**WHAT TO PRODUCE**
Pull out every line of the data below that contains the word "window", matching case exactly.

**PROVIDED MATERIAL**
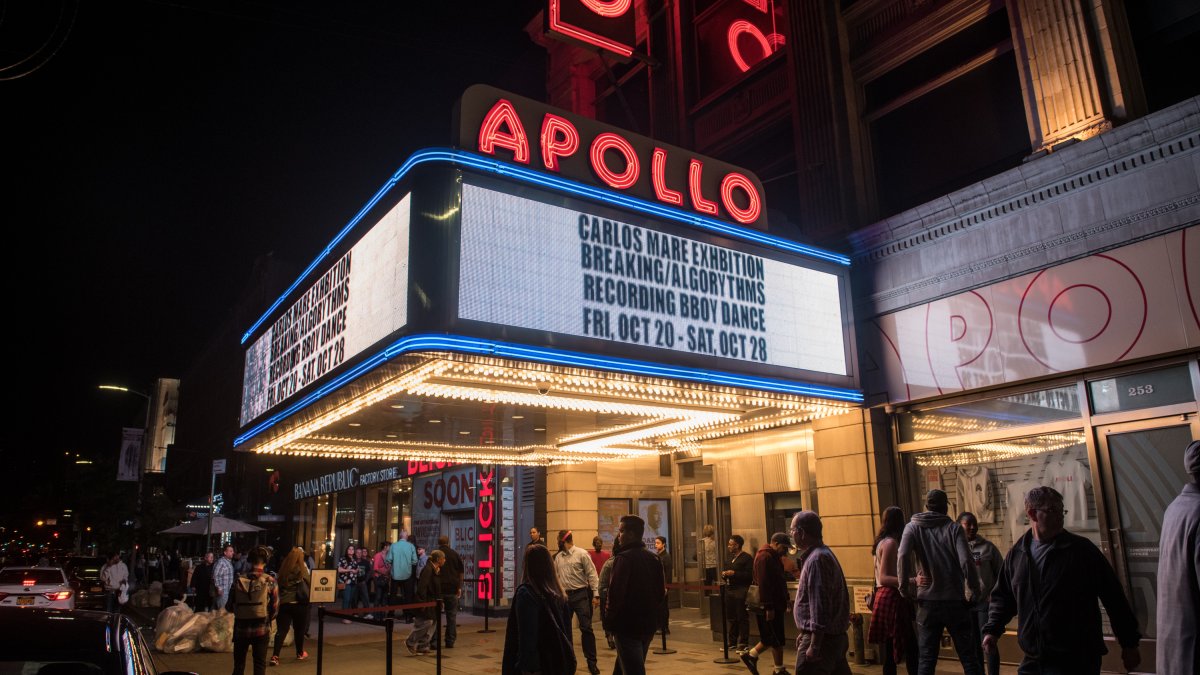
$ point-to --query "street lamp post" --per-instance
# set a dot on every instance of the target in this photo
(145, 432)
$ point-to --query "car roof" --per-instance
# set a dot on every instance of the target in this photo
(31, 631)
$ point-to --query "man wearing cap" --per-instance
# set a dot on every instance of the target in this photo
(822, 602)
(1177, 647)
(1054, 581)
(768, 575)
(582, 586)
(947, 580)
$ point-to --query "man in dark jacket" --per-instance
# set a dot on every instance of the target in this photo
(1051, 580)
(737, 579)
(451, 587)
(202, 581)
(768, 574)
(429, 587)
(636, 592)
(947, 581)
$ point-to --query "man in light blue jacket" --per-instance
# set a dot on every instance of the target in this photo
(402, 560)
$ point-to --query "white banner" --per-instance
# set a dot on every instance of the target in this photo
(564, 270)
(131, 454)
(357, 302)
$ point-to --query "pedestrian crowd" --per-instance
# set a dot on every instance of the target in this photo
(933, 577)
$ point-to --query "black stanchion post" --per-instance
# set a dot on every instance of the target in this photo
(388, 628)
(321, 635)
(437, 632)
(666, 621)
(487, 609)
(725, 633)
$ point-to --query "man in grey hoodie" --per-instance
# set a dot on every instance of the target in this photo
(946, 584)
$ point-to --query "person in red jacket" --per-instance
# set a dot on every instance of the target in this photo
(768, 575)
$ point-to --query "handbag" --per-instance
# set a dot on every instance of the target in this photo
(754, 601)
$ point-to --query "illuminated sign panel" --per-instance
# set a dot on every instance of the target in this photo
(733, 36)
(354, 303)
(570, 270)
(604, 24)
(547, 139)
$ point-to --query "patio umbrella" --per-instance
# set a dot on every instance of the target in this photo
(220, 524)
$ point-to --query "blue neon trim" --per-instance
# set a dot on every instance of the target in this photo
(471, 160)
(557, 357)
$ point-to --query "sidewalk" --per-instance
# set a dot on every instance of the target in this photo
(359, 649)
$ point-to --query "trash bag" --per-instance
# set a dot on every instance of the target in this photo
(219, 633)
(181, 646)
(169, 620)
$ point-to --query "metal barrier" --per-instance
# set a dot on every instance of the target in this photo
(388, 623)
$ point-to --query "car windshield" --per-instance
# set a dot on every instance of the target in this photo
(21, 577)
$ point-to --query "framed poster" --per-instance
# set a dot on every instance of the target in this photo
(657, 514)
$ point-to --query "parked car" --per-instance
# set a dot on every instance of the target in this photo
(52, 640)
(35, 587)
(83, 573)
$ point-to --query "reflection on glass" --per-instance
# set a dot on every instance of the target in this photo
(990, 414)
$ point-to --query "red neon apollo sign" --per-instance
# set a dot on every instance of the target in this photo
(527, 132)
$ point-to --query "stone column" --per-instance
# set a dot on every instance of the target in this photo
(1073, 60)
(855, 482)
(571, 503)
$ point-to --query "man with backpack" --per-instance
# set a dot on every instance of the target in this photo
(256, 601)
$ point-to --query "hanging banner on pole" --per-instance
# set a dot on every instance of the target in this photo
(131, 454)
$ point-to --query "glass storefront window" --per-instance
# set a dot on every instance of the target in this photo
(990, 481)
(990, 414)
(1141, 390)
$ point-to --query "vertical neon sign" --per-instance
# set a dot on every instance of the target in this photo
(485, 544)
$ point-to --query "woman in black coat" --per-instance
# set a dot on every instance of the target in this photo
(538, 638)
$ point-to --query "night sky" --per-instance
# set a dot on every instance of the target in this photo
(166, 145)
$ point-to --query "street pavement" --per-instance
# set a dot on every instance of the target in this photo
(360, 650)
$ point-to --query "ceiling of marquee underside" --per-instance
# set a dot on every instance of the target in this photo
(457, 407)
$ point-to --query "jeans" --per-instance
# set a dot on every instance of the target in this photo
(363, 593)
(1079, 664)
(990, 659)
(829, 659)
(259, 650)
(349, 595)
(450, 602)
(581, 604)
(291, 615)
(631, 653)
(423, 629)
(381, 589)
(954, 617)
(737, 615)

...

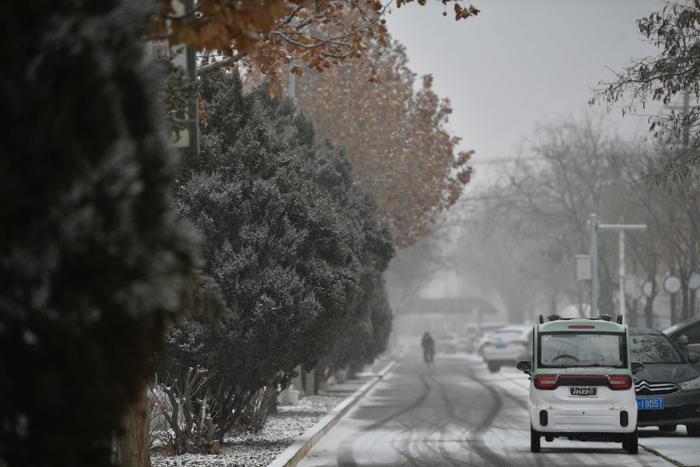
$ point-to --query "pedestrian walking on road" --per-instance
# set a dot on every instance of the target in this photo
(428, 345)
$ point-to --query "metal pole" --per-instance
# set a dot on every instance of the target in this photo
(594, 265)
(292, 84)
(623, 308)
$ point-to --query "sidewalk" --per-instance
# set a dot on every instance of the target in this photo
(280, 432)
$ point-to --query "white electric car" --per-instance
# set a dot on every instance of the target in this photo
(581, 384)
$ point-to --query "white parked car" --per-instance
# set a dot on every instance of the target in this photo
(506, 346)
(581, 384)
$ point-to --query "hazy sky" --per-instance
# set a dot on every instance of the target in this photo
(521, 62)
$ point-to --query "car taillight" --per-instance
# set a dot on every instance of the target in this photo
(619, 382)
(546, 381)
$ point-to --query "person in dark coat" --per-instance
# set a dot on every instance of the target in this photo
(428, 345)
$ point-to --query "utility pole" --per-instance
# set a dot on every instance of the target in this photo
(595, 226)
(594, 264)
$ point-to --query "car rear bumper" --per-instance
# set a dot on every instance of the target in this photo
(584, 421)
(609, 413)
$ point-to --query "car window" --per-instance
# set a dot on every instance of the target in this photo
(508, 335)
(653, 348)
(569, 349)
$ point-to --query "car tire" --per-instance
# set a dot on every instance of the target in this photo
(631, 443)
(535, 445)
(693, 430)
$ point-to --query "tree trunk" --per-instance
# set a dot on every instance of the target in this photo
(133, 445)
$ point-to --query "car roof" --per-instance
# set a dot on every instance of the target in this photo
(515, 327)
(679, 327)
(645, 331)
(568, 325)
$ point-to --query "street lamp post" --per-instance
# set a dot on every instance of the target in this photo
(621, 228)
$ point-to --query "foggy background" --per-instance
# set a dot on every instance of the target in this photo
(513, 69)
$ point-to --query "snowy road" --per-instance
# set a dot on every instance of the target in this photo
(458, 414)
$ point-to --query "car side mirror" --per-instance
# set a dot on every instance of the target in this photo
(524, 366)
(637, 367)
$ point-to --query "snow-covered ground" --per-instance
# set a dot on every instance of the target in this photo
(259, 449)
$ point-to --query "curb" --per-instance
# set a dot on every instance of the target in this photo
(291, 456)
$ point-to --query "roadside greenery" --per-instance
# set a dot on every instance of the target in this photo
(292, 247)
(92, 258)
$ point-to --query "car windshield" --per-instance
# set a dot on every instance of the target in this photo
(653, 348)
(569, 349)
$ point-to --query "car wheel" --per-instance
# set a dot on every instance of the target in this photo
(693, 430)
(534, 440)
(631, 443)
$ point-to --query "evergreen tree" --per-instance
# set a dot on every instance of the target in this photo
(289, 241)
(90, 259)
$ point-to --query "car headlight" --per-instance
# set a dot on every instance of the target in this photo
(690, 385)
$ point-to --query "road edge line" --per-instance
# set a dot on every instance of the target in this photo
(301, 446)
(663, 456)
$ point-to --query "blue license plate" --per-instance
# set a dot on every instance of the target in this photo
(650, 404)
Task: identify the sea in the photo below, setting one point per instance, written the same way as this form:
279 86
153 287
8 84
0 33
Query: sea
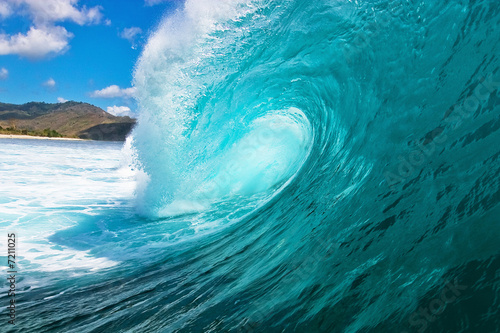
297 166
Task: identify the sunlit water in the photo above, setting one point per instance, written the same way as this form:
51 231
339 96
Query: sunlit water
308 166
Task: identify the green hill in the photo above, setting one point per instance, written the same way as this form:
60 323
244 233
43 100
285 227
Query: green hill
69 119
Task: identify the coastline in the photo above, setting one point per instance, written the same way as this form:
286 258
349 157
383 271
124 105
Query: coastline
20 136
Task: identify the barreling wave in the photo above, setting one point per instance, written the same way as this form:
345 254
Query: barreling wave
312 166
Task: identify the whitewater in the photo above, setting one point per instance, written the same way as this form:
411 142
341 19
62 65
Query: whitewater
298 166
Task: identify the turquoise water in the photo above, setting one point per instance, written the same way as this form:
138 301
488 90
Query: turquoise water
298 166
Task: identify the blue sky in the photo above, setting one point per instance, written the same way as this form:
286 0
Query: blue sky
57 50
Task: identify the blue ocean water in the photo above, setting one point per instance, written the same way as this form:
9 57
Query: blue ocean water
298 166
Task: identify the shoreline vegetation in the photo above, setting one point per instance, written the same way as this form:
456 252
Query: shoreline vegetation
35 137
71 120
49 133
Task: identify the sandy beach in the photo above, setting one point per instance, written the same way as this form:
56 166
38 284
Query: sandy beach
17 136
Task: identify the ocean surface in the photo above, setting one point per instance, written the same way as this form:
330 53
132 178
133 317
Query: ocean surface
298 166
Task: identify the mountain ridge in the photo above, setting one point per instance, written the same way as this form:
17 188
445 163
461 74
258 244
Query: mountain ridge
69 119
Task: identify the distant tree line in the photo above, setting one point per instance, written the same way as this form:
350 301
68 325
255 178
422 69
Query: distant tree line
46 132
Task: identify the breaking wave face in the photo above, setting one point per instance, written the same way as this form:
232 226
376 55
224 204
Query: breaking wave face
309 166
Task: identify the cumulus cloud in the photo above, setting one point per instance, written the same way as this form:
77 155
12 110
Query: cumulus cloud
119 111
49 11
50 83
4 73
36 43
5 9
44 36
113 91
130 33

...

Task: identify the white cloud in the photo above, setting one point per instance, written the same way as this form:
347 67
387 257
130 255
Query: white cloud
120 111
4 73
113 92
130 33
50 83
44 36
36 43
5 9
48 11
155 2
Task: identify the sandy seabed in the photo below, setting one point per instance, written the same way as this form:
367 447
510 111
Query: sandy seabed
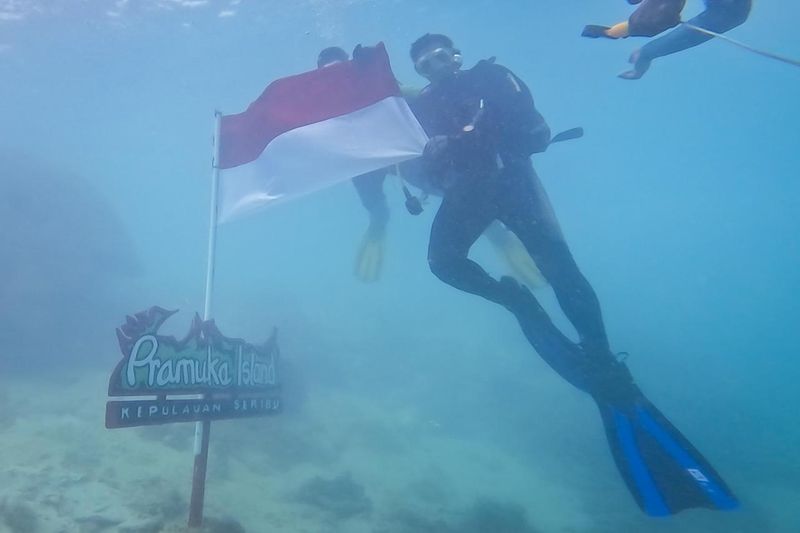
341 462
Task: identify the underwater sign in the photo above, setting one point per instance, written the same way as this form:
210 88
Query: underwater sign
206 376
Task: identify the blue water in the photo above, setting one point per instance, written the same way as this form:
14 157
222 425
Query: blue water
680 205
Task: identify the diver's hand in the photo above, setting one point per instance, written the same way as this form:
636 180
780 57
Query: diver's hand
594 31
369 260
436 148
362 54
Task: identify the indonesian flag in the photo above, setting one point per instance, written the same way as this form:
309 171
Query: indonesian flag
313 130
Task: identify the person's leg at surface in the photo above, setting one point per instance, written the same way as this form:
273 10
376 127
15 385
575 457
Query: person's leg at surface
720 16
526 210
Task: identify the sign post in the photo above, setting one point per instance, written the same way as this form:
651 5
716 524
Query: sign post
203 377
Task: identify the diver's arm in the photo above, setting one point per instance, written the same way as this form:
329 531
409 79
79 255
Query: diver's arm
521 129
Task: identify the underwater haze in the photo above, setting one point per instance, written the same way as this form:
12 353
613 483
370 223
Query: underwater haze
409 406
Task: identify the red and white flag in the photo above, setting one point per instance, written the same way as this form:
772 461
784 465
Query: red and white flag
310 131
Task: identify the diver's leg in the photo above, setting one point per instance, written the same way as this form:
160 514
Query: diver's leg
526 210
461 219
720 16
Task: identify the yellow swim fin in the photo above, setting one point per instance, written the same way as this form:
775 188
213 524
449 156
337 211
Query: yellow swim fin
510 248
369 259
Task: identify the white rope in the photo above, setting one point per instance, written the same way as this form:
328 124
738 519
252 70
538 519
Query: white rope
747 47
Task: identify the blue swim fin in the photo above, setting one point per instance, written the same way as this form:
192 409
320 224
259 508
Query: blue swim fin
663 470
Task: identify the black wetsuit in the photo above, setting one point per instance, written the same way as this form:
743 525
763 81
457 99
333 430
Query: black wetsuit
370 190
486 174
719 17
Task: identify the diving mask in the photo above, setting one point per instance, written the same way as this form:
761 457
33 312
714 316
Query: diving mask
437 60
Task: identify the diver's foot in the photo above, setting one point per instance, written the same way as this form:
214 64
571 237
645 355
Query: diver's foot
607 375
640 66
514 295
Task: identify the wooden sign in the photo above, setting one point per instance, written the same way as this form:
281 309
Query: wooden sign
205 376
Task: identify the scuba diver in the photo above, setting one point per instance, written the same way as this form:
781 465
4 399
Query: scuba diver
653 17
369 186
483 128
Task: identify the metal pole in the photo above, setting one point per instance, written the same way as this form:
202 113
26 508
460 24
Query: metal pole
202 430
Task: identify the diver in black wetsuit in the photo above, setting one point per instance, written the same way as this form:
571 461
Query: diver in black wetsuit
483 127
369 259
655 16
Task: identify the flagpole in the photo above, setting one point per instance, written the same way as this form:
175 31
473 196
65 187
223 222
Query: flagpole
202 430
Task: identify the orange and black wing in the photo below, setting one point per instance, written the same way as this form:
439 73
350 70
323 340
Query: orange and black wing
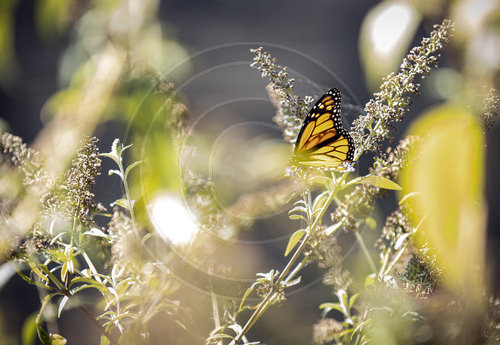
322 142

**EXERCISE OUTPUT**
$ point-to --query "glass storefront window" --per-instance
$ point-to --query "car window" --per-instance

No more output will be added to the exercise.